Produce an exact copy of the lines from the line containing "For every instance of the outdoor cabinet" through the last line of the listing below, both ends included, and nothing else.

......

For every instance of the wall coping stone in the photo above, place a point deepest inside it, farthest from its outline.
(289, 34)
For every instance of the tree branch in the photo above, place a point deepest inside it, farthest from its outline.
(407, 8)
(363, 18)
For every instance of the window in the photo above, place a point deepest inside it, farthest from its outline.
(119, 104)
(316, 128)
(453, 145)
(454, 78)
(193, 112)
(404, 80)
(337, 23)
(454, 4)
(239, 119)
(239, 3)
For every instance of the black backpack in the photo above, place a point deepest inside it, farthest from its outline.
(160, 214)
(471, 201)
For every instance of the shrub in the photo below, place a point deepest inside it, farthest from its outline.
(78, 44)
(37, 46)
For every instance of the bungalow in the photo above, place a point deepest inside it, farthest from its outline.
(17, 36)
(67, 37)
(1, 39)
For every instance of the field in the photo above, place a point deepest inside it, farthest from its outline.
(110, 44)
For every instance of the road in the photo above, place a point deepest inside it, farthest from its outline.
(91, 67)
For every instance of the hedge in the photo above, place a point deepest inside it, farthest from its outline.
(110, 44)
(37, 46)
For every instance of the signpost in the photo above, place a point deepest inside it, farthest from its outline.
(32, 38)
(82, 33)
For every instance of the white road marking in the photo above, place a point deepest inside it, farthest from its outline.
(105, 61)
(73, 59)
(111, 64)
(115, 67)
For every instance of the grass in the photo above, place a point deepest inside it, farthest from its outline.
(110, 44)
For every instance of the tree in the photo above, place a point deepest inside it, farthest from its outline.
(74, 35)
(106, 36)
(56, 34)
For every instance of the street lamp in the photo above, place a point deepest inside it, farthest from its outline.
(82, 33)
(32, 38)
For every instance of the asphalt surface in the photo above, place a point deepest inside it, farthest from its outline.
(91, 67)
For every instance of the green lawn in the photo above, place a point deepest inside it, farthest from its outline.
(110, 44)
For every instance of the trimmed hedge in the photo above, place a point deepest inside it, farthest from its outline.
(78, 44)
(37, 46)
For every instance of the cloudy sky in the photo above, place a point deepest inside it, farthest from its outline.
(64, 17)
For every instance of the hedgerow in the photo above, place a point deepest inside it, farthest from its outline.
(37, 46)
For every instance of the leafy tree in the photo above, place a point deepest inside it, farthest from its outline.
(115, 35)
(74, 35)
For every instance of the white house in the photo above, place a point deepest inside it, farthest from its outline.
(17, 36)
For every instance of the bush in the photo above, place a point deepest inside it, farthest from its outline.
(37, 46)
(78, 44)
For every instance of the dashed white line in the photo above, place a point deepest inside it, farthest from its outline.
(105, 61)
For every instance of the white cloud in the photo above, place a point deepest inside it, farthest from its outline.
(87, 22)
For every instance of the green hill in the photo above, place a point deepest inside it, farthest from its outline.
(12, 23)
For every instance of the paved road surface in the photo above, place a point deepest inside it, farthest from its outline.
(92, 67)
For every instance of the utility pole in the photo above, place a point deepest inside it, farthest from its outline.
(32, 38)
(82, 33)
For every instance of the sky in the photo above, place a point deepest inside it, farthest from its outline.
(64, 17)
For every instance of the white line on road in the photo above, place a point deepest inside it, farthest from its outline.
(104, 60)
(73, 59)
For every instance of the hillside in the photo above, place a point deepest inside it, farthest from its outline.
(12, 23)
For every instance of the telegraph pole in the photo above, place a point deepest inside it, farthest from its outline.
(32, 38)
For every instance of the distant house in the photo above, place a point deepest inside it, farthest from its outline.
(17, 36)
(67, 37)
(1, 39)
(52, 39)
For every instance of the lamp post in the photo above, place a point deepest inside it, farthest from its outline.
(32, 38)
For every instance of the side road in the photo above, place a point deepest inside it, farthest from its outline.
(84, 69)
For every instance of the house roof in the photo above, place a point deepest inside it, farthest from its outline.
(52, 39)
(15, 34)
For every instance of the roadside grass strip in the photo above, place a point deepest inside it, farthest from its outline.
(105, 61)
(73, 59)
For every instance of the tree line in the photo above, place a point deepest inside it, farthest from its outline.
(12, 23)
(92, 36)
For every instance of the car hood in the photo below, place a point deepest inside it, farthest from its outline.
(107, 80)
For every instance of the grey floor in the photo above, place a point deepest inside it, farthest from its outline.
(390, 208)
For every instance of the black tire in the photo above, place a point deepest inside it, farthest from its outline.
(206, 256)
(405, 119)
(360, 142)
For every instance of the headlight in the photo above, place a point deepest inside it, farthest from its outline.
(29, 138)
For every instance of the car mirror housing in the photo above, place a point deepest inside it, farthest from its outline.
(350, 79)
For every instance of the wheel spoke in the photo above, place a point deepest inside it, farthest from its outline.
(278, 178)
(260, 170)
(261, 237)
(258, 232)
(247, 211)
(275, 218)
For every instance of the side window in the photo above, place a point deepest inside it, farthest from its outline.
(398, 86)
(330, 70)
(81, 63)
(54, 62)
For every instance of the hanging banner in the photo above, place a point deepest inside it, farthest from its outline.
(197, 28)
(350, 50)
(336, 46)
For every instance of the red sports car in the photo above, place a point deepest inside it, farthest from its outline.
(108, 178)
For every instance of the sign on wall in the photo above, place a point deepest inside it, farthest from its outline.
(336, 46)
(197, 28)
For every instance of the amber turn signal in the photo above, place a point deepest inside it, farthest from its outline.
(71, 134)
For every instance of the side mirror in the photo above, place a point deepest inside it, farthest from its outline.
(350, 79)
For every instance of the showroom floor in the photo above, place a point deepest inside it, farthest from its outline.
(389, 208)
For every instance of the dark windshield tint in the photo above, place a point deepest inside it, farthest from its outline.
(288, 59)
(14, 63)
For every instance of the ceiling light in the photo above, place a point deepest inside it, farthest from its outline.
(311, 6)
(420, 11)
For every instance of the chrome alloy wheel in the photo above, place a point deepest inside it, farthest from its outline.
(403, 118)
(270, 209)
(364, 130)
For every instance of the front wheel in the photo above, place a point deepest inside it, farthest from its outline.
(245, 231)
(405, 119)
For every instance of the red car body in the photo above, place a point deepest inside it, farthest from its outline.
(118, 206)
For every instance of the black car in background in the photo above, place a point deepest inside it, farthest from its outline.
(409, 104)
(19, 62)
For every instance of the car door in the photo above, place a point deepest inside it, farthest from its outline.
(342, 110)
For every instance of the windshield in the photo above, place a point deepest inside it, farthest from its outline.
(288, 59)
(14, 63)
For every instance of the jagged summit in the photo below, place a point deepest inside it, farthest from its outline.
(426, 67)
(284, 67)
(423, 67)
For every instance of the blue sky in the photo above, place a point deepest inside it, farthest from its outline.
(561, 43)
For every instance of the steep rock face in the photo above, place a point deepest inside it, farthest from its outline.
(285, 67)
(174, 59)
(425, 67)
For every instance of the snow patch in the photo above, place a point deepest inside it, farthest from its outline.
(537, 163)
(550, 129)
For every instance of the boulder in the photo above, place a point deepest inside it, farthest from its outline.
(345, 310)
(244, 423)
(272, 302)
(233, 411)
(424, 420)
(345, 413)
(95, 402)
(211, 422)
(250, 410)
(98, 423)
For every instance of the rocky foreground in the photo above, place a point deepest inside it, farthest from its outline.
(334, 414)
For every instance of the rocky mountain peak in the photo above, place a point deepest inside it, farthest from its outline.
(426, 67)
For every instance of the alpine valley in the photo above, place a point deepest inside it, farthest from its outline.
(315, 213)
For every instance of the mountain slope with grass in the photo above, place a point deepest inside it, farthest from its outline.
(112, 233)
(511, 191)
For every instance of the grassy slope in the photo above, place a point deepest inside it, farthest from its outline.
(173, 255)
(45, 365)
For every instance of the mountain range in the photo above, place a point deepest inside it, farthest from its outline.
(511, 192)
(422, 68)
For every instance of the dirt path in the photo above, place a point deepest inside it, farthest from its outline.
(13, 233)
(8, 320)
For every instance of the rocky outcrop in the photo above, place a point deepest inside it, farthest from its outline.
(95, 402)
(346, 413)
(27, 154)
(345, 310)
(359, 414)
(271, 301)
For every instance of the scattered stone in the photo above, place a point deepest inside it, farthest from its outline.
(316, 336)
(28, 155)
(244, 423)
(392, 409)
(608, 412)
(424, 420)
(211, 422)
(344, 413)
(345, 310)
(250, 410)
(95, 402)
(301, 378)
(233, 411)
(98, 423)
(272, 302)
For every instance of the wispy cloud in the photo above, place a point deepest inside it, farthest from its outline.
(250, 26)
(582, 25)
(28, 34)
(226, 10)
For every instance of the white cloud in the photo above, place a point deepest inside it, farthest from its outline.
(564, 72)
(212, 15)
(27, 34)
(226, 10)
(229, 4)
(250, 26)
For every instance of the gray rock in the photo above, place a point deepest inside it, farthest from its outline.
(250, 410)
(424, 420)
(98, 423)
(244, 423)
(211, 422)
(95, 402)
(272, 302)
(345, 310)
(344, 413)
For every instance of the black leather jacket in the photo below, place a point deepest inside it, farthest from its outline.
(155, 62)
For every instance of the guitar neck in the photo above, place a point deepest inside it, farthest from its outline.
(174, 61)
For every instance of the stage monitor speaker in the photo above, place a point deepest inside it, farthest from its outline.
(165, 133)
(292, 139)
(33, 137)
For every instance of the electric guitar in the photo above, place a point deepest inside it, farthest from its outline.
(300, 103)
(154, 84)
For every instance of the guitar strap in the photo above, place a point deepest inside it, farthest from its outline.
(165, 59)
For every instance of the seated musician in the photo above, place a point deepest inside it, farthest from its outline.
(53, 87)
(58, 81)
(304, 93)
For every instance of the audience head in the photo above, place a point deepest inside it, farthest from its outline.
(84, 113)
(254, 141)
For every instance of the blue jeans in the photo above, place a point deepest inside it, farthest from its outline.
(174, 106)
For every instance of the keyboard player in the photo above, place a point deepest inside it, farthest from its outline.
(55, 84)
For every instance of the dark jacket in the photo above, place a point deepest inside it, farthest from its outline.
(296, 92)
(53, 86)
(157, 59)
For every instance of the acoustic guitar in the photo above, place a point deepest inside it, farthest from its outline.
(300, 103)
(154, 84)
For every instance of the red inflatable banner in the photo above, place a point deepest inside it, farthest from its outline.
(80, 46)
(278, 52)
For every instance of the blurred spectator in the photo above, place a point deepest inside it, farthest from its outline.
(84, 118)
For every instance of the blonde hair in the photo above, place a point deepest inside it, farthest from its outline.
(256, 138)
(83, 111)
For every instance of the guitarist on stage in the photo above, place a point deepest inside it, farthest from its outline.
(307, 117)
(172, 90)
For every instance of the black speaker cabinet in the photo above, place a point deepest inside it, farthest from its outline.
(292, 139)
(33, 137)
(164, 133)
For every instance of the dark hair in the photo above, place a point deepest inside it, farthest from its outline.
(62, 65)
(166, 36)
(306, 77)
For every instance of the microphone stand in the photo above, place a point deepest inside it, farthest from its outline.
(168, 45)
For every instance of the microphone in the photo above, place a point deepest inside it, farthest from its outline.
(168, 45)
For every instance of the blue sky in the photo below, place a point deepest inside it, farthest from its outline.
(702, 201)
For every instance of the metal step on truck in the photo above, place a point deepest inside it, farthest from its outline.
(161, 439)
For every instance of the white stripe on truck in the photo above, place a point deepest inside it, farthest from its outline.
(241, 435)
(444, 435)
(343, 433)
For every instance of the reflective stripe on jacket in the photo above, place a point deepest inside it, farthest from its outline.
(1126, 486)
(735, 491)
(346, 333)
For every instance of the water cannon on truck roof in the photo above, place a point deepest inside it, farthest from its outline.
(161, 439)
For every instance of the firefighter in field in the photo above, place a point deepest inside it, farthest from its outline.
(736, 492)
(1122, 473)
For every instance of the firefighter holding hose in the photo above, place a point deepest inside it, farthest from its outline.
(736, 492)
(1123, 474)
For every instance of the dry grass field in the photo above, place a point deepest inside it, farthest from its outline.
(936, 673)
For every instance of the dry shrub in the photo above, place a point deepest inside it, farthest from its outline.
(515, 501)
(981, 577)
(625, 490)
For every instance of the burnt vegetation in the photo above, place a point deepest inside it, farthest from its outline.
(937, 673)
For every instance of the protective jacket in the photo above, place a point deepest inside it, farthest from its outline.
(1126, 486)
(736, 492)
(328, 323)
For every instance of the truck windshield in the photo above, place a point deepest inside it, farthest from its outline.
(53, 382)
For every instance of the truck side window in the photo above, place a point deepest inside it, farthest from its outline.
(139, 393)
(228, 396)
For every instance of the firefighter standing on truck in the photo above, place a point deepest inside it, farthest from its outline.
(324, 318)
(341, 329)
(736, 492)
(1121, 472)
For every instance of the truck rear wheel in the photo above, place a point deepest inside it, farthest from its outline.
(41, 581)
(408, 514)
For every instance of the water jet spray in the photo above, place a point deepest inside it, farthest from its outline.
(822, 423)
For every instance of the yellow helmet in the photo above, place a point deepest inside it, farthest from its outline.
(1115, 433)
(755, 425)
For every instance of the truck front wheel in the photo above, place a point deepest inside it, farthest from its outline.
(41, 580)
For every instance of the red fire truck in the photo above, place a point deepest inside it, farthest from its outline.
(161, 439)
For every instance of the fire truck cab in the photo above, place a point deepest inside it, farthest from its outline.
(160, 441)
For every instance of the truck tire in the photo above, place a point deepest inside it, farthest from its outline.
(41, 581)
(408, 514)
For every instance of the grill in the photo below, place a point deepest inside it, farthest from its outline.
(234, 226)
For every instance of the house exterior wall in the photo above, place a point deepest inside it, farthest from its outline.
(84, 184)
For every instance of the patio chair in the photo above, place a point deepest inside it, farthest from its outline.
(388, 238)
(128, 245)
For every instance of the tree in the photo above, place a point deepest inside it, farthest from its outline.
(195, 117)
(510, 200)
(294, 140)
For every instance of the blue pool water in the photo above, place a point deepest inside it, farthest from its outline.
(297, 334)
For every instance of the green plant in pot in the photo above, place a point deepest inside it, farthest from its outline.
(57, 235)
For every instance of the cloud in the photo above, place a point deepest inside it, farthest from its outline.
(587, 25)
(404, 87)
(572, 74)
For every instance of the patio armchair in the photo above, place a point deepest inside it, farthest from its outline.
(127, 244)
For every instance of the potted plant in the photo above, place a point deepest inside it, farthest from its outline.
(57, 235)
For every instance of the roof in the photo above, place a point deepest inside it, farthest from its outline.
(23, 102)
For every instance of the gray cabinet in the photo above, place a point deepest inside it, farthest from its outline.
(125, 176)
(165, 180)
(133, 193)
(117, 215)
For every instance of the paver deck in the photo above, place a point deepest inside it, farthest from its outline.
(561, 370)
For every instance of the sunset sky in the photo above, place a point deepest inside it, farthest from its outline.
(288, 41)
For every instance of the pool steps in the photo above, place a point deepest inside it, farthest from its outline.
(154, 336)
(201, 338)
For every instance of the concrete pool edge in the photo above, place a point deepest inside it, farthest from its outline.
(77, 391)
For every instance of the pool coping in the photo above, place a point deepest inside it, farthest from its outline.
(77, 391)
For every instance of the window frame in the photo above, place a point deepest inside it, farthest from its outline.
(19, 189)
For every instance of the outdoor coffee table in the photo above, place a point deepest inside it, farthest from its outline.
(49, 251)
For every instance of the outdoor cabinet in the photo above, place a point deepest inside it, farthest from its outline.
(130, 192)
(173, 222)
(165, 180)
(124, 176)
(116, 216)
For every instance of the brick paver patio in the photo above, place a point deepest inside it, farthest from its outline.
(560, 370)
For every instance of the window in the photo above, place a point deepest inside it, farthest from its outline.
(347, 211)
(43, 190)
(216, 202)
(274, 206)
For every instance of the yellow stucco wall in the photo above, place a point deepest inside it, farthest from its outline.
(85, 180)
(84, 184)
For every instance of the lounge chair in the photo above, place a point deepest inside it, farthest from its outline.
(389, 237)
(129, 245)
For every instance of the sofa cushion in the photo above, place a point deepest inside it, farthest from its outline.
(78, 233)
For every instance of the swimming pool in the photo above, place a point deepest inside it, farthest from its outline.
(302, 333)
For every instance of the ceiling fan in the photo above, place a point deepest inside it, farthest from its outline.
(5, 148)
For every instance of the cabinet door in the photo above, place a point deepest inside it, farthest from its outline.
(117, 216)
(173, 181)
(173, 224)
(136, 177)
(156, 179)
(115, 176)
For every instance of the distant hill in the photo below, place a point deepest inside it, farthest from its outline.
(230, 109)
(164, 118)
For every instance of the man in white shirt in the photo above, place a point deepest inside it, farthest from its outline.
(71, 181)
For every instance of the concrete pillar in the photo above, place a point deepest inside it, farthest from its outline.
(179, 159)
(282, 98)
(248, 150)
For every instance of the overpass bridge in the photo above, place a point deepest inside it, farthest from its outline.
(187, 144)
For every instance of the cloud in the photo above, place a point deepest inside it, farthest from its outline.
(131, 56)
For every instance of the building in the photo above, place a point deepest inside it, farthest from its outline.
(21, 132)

......

# Solution to this task
For every instance of the outdoor cabinet in the photo above, place a point deepest inside it, farthest from its outline.
(130, 192)
(173, 222)
(165, 180)
(124, 176)
(116, 216)
For every instance of the brick paver patio in the photo above, place a point deepest inside it, farthest from its outline.
(560, 370)
For every instance of the window in the photo above, place a point deepest inside it, farthest from its outline.
(347, 211)
(43, 190)
(216, 202)
(274, 206)
For every instance of the yellow stucco wall in the photo above, place a point deepest inside it, farthest from its outline.
(85, 180)
(84, 184)
For every instance of the lounge chair in the photo above, place a point deepest inside it, farthest from its outline.
(389, 237)
(129, 245)
For every instance of the sofa cushion in the photo above, place a point deepest inside it, farthest from its outline.
(78, 233)
For every instance of the swimming pool in the photo above, place a point deepest inside it, farthest from its outline.
(302, 333)
For every instance of the ceiling fan in the photo above, place a point deepest inside it, farthest from its outline.
(5, 148)
For every instance of the cabinet door in the photo above, place a point deepest inside it, farthest from its outline.
(117, 216)
(173, 181)
(173, 224)
(136, 177)
(156, 179)
(115, 176)
For every instance of the distant hill in the photo below, place a point deepest inside it, farthest from its outline.
(230, 109)
(164, 118)
For every instance of the man in white shirt in the photo above, place a point deepest inside it, farthest from its outline.
(71, 181)
For every instance of the concrete pillar in the photo above, place a point deepest inside it, farthest from its outline.
(179, 159)
(282, 98)
(248, 150)
For every instance of the overpass bridge in the photo above, place a point deepest inside it, farthest from its outline.
(187, 144)
For every instance of the cloud in the photo above, place a point deepest inside it, farthest from its outline.
(131, 56)
For every instance of the building in the photo above, place a point deepest inside it, farthest from its outline.
(21, 132)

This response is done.